#### [WORK TASK]
Give again, word for word, every line in the entries below from the line with "Readme: the locator spots each instance of the black" up to and including the line with "Readme: the locator spots each instance of the power", and no other line.

#### [DATASET CONTENT]
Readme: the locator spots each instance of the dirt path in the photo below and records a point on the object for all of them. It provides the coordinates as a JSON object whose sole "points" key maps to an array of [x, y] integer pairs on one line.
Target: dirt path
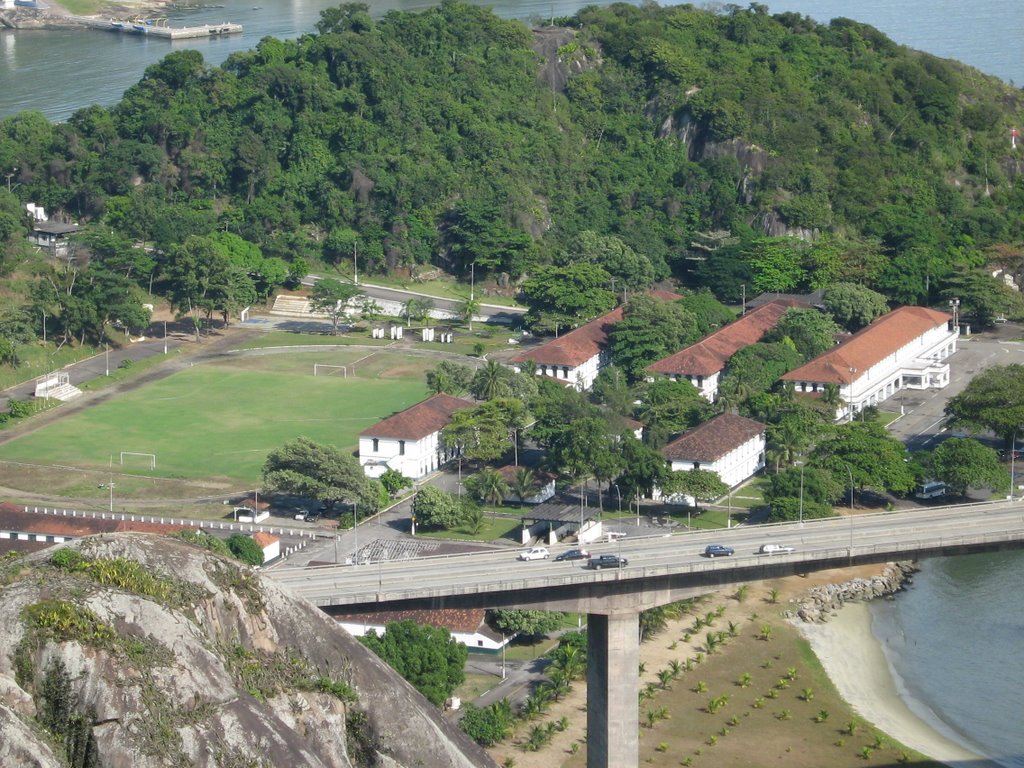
{"points": [[655, 654]]}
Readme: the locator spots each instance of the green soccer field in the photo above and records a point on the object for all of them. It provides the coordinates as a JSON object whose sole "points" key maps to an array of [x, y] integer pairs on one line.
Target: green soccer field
{"points": [[218, 421]]}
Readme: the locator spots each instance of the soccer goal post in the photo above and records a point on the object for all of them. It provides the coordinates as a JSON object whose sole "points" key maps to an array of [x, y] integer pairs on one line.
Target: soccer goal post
{"points": [[322, 369], [151, 457]]}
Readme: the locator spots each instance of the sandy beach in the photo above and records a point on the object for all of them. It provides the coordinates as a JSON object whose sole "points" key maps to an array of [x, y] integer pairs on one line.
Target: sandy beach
{"points": [[854, 659]]}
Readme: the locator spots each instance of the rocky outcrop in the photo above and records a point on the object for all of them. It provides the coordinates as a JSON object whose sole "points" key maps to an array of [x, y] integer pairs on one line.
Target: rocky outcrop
{"points": [[820, 603], [187, 658]]}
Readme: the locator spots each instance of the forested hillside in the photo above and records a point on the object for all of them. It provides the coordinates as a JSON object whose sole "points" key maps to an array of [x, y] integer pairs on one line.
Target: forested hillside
{"points": [[623, 146]]}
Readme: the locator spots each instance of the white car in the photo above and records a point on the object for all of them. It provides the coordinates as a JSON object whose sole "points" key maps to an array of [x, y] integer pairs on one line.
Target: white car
{"points": [[535, 553], [775, 549]]}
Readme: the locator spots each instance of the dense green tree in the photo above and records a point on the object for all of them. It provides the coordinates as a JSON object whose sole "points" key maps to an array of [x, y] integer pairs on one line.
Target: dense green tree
{"points": [[810, 331], [649, 331], [965, 463], [450, 378], [528, 623], [245, 548], [305, 468], [562, 297], [434, 508], [428, 657], [993, 399], [854, 305], [868, 454]]}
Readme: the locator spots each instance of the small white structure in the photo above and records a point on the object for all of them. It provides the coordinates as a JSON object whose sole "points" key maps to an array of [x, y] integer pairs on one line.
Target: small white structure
{"points": [[731, 445], [56, 385], [269, 544], [904, 349], [466, 626], [410, 441]]}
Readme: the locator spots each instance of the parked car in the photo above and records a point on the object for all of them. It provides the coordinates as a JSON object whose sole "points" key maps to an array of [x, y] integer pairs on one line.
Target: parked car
{"points": [[607, 561], [775, 549], [931, 489], [718, 550], [535, 553], [573, 554]]}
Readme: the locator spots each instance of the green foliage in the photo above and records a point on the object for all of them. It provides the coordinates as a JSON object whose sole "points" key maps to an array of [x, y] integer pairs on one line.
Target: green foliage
{"points": [[321, 472], [434, 508], [245, 548], [854, 305], [529, 623], [993, 399], [428, 657], [965, 463]]}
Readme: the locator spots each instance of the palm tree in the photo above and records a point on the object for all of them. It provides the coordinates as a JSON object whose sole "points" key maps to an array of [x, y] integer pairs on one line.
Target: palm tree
{"points": [[522, 483]]}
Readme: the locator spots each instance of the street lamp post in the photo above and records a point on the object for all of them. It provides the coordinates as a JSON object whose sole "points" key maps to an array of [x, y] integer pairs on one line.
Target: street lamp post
{"points": [[801, 495]]}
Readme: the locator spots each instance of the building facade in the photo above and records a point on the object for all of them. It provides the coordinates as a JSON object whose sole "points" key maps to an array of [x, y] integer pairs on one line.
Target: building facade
{"points": [[410, 441], [702, 364], [731, 445], [903, 349]]}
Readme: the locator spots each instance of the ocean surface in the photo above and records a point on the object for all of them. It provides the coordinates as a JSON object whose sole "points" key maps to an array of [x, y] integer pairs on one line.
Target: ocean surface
{"points": [[954, 638], [58, 72]]}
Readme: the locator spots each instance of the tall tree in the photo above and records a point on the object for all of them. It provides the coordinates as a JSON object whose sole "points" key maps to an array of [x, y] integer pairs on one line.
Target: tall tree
{"points": [[331, 297]]}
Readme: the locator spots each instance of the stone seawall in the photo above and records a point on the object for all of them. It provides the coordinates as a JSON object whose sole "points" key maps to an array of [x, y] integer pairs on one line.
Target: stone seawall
{"points": [[820, 603]]}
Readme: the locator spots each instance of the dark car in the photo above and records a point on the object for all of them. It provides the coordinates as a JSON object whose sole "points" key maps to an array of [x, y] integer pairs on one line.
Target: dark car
{"points": [[718, 550], [607, 561], [573, 554]]}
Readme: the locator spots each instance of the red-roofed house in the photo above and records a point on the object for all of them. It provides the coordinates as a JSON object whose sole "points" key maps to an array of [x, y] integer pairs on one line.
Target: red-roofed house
{"points": [[903, 349], [578, 356], [729, 444], [410, 441], [466, 625], [269, 544], [701, 364]]}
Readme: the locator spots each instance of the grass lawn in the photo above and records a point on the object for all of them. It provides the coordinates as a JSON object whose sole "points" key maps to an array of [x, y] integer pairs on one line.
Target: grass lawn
{"points": [[218, 421]]}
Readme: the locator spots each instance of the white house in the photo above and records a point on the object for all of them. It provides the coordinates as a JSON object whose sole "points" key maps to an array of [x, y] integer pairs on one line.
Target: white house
{"points": [[269, 544], [410, 441], [903, 349], [729, 444], [701, 364], [578, 356], [467, 626]]}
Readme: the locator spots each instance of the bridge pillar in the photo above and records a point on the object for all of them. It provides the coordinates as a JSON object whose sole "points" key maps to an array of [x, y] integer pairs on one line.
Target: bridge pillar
{"points": [[612, 690]]}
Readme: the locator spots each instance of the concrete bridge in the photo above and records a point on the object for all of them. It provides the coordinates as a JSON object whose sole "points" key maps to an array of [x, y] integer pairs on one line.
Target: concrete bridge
{"points": [[662, 569]]}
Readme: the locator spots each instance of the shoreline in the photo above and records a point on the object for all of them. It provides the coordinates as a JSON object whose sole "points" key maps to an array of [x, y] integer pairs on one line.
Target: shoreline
{"points": [[855, 662]]}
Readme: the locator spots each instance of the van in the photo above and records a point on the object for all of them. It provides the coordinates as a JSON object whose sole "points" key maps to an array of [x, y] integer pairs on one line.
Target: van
{"points": [[931, 489]]}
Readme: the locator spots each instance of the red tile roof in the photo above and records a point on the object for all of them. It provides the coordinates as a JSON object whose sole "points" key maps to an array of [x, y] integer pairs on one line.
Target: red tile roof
{"points": [[713, 439], [580, 345], [870, 345], [419, 421], [712, 353]]}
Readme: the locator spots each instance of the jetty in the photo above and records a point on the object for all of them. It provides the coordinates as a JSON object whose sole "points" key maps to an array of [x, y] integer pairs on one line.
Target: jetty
{"points": [[158, 28]]}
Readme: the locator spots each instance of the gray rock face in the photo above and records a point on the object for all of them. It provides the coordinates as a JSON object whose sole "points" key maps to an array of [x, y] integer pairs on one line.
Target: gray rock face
{"points": [[822, 602], [223, 670]]}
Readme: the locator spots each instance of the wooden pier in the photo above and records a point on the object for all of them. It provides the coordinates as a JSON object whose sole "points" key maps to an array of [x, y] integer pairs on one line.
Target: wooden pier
{"points": [[151, 28]]}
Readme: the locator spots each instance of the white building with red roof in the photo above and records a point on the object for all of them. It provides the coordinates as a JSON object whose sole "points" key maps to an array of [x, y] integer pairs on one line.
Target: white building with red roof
{"points": [[731, 445], [702, 364], [578, 356], [410, 441], [903, 349]]}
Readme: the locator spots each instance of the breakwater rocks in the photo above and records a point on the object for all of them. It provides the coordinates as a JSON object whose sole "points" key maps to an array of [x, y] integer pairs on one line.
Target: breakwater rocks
{"points": [[820, 603]]}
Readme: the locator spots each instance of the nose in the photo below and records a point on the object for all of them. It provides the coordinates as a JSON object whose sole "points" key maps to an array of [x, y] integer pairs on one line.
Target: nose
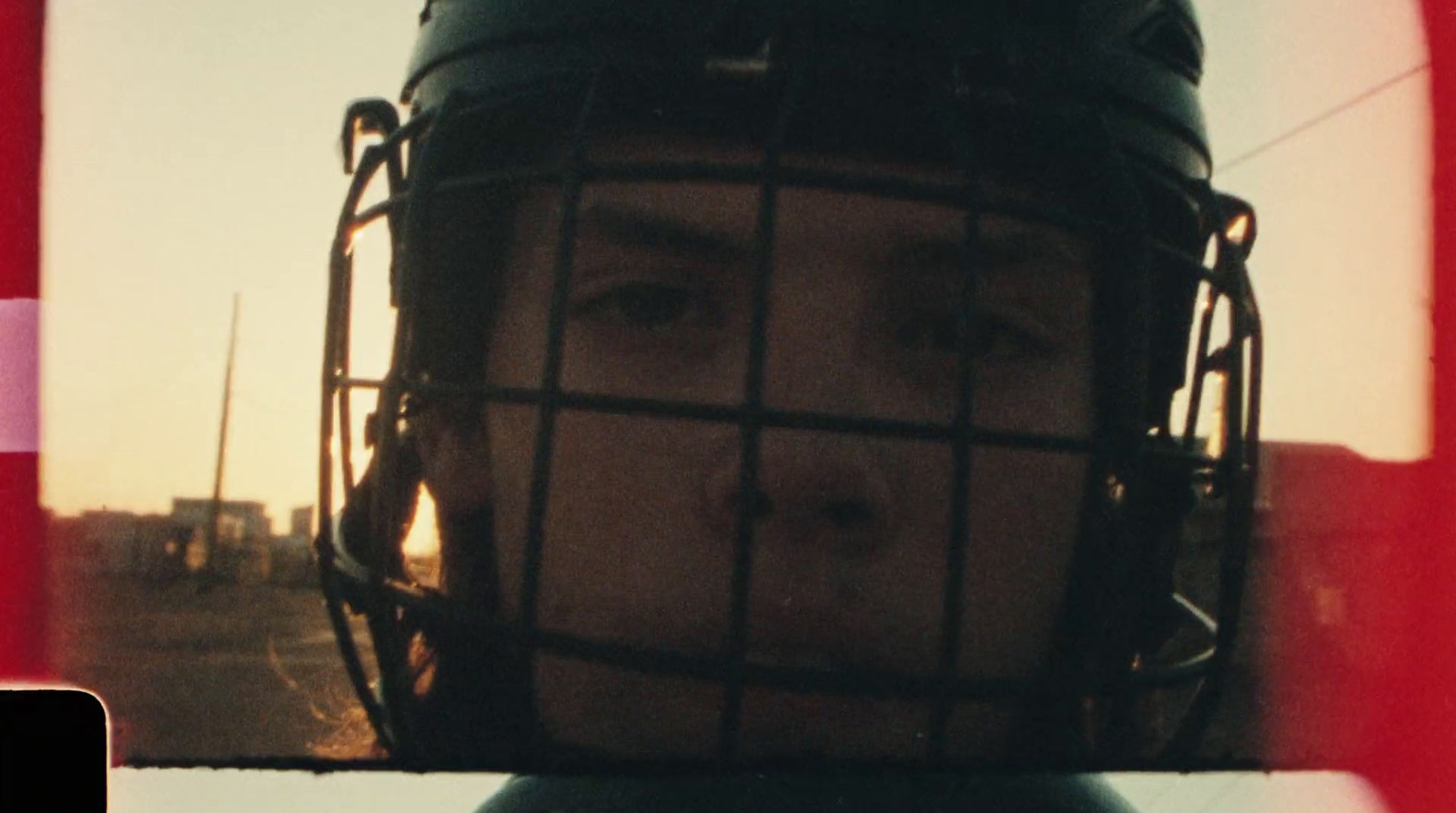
{"points": [[814, 490]]}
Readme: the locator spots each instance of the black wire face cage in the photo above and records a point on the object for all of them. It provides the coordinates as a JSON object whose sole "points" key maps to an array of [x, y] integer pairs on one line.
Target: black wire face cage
{"points": [[1126, 633]]}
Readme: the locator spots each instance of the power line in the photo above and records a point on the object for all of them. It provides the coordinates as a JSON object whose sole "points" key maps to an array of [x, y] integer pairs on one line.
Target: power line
{"points": [[1324, 117]]}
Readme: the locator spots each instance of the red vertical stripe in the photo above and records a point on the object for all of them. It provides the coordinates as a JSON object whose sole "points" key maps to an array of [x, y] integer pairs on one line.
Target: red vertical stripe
{"points": [[1417, 772], [22, 582]]}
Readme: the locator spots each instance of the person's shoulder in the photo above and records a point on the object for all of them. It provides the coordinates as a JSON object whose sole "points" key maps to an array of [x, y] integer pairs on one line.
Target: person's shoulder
{"points": [[771, 793]]}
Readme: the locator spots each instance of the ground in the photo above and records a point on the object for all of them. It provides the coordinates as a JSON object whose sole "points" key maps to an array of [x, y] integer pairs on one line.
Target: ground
{"points": [[240, 670]]}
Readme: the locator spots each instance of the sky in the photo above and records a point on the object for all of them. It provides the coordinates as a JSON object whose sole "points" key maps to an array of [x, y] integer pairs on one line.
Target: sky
{"points": [[191, 153]]}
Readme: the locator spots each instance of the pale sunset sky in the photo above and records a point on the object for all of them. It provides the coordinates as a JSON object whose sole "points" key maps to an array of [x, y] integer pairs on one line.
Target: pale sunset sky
{"points": [[191, 152]]}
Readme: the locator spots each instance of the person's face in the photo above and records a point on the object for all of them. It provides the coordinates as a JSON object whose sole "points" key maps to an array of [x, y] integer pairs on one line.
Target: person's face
{"points": [[851, 539]]}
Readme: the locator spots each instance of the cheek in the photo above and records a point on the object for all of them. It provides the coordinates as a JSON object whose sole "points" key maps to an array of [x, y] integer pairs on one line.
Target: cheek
{"points": [[626, 554], [1024, 517]]}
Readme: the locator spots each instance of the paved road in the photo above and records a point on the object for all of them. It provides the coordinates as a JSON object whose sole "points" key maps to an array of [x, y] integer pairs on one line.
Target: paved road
{"points": [[235, 672]]}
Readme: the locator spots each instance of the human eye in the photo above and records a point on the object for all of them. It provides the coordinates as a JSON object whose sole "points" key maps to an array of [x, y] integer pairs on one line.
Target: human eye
{"points": [[641, 305], [645, 308]]}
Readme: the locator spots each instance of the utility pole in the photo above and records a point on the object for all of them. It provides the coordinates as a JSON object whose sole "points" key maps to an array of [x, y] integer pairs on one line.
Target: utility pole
{"points": [[216, 509]]}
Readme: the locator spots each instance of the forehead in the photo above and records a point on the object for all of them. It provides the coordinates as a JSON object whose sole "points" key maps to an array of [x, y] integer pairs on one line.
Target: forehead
{"points": [[999, 182]]}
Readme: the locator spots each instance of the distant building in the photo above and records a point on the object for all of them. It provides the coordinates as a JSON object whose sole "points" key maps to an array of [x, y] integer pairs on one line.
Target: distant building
{"points": [[300, 522], [244, 538], [121, 543]]}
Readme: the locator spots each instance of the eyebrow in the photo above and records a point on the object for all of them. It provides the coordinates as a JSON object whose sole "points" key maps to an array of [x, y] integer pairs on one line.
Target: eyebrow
{"points": [[999, 249], [644, 228]]}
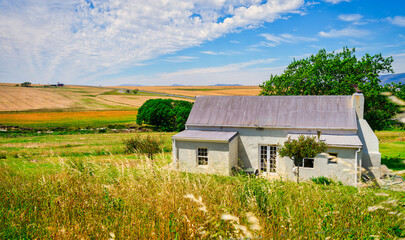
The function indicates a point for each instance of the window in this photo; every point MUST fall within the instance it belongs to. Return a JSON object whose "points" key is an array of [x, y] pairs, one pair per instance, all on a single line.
{"points": [[202, 156], [307, 163], [332, 158], [268, 155]]}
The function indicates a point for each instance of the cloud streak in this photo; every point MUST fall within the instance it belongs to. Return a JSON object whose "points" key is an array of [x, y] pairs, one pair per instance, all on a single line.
{"points": [[345, 32], [397, 20], [79, 40]]}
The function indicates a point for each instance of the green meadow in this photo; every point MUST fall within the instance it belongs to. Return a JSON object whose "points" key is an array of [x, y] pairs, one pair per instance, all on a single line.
{"points": [[86, 186]]}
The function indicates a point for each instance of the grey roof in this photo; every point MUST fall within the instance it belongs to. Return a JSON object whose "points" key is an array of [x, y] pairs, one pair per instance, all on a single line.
{"points": [[214, 136], [320, 112], [351, 141]]}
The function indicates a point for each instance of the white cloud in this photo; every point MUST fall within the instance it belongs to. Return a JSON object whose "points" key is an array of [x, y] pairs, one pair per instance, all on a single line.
{"points": [[74, 39], [397, 20], [336, 1], [225, 68], [346, 32], [350, 17], [179, 59], [273, 40], [244, 73]]}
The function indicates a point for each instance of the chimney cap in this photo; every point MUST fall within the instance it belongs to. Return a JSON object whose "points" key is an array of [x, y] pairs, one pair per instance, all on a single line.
{"points": [[356, 88]]}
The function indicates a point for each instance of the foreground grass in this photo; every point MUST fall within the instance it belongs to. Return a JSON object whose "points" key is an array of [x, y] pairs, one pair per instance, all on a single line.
{"points": [[138, 200], [86, 186], [392, 148]]}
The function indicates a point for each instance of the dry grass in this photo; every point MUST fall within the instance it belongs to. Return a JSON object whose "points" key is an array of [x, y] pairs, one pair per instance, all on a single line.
{"points": [[203, 90], [81, 98], [68, 98], [66, 119], [135, 100], [21, 98], [85, 186]]}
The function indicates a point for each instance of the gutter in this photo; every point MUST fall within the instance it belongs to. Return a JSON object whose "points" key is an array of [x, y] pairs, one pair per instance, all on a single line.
{"points": [[270, 127], [355, 168]]}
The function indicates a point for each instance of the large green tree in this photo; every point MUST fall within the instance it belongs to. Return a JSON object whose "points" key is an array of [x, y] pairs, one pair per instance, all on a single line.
{"points": [[164, 114], [303, 147], [335, 74]]}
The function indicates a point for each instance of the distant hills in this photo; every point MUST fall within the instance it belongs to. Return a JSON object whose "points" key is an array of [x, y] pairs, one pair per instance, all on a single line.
{"points": [[180, 85], [224, 84], [395, 78], [130, 85]]}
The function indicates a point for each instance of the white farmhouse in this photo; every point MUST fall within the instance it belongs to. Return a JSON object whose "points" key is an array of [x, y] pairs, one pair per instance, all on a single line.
{"points": [[227, 131]]}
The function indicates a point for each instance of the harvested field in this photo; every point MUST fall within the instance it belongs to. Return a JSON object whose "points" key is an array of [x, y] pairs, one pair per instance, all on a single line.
{"points": [[21, 98], [135, 100], [67, 119], [202, 90], [69, 98]]}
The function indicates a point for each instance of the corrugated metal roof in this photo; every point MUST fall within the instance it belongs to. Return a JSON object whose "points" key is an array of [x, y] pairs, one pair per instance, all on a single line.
{"points": [[335, 140], [196, 135], [320, 112]]}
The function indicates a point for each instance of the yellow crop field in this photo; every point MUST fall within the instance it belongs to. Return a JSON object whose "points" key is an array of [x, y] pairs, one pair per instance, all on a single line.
{"points": [[66, 119], [202, 90], [22, 98], [69, 98]]}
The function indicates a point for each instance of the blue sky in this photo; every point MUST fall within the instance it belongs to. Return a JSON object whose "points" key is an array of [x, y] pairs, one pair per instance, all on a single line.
{"points": [[188, 42]]}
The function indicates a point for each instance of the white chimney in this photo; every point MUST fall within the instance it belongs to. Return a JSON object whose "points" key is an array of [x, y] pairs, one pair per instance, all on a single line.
{"points": [[358, 104]]}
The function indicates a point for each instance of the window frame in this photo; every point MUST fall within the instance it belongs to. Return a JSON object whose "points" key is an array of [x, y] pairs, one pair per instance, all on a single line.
{"points": [[198, 156], [269, 161], [303, 163], [332, 158]]}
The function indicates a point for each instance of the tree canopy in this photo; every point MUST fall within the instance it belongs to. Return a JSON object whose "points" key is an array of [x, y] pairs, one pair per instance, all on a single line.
{"points": [[335, 74], [164, 114], [303, 147]]}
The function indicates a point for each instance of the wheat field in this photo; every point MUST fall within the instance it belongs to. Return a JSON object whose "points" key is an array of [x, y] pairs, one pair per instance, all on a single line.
{"points": [[69, 98], [192, 91]]}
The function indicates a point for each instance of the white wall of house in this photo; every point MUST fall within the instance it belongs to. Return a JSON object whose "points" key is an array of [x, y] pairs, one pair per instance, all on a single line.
{"points": [[221, 156], [250, 140], [344, 169], [371, 161]]}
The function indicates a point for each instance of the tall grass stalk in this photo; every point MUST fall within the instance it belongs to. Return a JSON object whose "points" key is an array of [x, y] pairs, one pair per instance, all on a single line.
{"points": [[140, 199]]}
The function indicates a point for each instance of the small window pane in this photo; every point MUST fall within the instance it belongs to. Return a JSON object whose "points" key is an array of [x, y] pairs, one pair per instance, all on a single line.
{"points": [[332, 158], [202, 156], [308, 162]]}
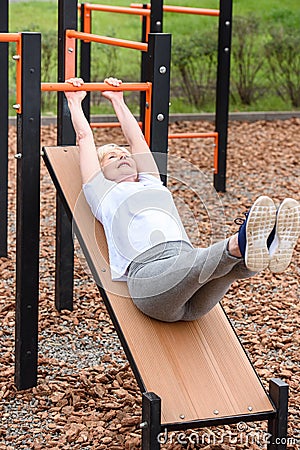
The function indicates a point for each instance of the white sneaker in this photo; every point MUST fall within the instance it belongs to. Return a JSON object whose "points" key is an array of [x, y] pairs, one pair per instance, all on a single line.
{"points": [[260, 222], [287, 232]]}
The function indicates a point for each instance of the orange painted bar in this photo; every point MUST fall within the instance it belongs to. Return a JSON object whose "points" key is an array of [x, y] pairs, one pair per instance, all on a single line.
{"points": [[70, 58], [108, 124], [117, 9], [192, 135], [107, 40], [213, 135], [95, 87], [184, 10], [88, 7]]}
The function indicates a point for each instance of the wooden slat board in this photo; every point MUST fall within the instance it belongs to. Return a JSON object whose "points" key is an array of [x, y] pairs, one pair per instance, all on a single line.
{"points": [[195, 367]]}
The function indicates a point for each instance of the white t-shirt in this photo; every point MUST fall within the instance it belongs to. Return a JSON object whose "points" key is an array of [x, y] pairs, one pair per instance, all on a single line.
{"points": [[135, 215]]}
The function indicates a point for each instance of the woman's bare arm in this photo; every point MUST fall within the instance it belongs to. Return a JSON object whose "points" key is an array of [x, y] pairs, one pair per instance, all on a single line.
{"points": [[131, 130], [89, 162]]}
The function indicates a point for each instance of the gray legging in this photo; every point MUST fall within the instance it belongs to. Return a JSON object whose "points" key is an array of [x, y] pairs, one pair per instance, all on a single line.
{"points": [[174, 281]]}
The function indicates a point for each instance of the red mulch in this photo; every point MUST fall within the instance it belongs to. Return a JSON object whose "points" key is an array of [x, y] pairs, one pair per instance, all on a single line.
{"points": [[87, 397]]}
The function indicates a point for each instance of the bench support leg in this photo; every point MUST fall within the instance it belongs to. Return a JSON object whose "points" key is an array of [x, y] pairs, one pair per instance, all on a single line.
{"points": [[151, 421], [277, 427]]}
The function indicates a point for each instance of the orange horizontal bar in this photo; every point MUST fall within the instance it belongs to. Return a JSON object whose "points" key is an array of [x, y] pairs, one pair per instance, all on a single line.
{"points": [[192, 135], [107, 40], [10, 37], [117, 9], [184, 10], [68, 87]]}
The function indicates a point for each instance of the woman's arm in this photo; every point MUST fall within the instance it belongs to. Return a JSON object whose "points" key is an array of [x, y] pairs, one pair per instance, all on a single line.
{"points": [[131, 130], [89, 162]]}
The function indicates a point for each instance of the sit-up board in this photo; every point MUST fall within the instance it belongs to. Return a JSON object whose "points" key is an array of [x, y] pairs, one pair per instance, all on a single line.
{"points": [[198, 369]]}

#### [EXERCISE SOLUTION]
Readme: the locator spots each instance of the black wire face cage in the photo above and records a point on the object for all of them. It provides the coordinates as a JSON object whose sole "points" key maps to an array of [x, y] integer pairs on one line.
Target: black wire face cage
{"points": [[1126, 633]]}
Readme: the locator spots each instance of the power line in the photo above and records a point on the object for all of them. It provides the coordinates as a JSON object whose sole "points" key maps to an array of [x, y] integer pairs on one line.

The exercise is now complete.